Restate, word for word, all of the material shown below.

Excerpts of pointing data
-.-.-

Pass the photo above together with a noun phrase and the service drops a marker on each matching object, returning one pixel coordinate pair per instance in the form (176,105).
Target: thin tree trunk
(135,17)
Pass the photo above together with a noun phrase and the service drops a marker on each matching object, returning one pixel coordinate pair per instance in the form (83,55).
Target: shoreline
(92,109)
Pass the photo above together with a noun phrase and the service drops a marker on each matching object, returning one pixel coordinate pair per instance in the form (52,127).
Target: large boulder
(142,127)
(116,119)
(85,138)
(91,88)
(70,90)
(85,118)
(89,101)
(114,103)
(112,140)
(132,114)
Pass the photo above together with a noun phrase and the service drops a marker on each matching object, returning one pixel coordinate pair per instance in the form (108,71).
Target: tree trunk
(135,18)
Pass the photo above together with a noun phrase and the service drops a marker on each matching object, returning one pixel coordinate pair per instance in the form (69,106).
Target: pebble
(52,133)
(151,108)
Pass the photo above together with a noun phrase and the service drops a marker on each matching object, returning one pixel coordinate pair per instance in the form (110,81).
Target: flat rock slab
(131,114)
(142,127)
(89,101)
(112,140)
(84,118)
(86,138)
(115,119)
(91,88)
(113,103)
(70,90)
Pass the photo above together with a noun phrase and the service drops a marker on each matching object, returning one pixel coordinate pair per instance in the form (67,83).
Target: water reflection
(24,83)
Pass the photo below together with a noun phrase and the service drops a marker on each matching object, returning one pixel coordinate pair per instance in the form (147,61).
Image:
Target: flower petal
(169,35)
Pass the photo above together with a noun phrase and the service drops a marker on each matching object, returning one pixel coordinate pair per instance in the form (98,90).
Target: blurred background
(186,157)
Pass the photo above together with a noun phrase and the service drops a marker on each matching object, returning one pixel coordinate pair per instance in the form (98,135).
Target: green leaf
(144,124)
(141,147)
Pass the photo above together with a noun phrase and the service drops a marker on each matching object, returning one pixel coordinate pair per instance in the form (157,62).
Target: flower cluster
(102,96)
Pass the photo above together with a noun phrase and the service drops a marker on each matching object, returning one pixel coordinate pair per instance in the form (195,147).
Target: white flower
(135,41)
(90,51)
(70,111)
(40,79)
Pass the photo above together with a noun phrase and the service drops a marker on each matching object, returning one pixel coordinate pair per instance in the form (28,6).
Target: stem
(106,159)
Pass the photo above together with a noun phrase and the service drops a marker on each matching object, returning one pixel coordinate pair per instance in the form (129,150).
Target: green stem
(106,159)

-.-.-

■ **Response**
Pass the photo above together with a noun phrase and the service drops a marker on each matching object, returning one pixel coordinate pair per instance in the form (176,105).
Target: thin tree trunk
(135,17)
Pass the photo above together with a noun phrase and the service drops a marker on each matching object, returning one pixel coordinate pair per instance in the form (83,55).
Target: shoreline
(92,109)
Pass the photo above together with a noun phrase and the service drops a marker on each matching object, returning one pixel coordinate pair per instance in the form (52,127).
Target: large boulder
(142,127)
(116,119)
(85,138)
(91,88)
(70,90)
(85,118)
(89,101)
(114,103)
(112,140)
(132,114)
Pass the photo above together with a noun phrase and the service drops a marker on each matching object, returning one pixel coordinate pair per instance in the form (108,71).
Target: tree trunk
(135,18)
Pass the photo above together with a noun phrase and the service drops a marker on each matching object, returning one pixel coordinate pair per instance in the form (69,106).
Target: pebble
(52,133)
(151,108)
Pass the photo above together with a noun phrase and the service drops a marker on each matching object, returning one pixel coordinate pair per instance in the form (110,81).
Target: flat rock slab
(131,114)
(142,127)
(89,101)
(112,140)
(84,118)
(86,138)
(115,119)
(91,88)
(113,103)
(70,90)
Pass the photo above together with a noun phrase and the service drops a marker on each matching object, returning one pixel coordinate pair per instance in the form (67,83).
Target: water reflection
(24,83)
Pass the photo below together with a noun phrase and the service drops a marker on each matching object, returning one pixel coordinate pair per instance in the form (147,61).
Image:
Target: flower petal
(169,35)
Pass the photo above together with a noun phrase and the service drops a marker on each matching object, returning one pixel coordinate pair per instance in the form (98,90).
Target: blurred background
(186,157)
Pass the photo above together with a noun phrase and the service drops a marker on each matching object, returning one pixel coordinate pair per instance in the form (98,135).
Target: green leaf
(144,124)
(141,147)
Pass the photo above together with a noun phrase and the service drops a marker on each matching object, returning one pixel coordinate pair per instance in the form (157,62).
Target: flower cluster
(102,96)
Pass the photo above together with a noun phrase and the service drops a marker on each matching object, returning one pixel coordinate pair per instance in the form (195,147).
Target: white flower
(135,41)
(90,51)
(70,111)
(40,79)
Pass the photo above together with a noun phrase and the service drops a marker on each matching object, returning one pixel coordinate pair per instance in the form (28,6).
Target: stem
(106,159)
Pass the photo above together with a noun phrase and the service drops a marker on each matching object, returning one pixel coordinate pair per instance in the form (129,150).
Target: green stem
(106,159)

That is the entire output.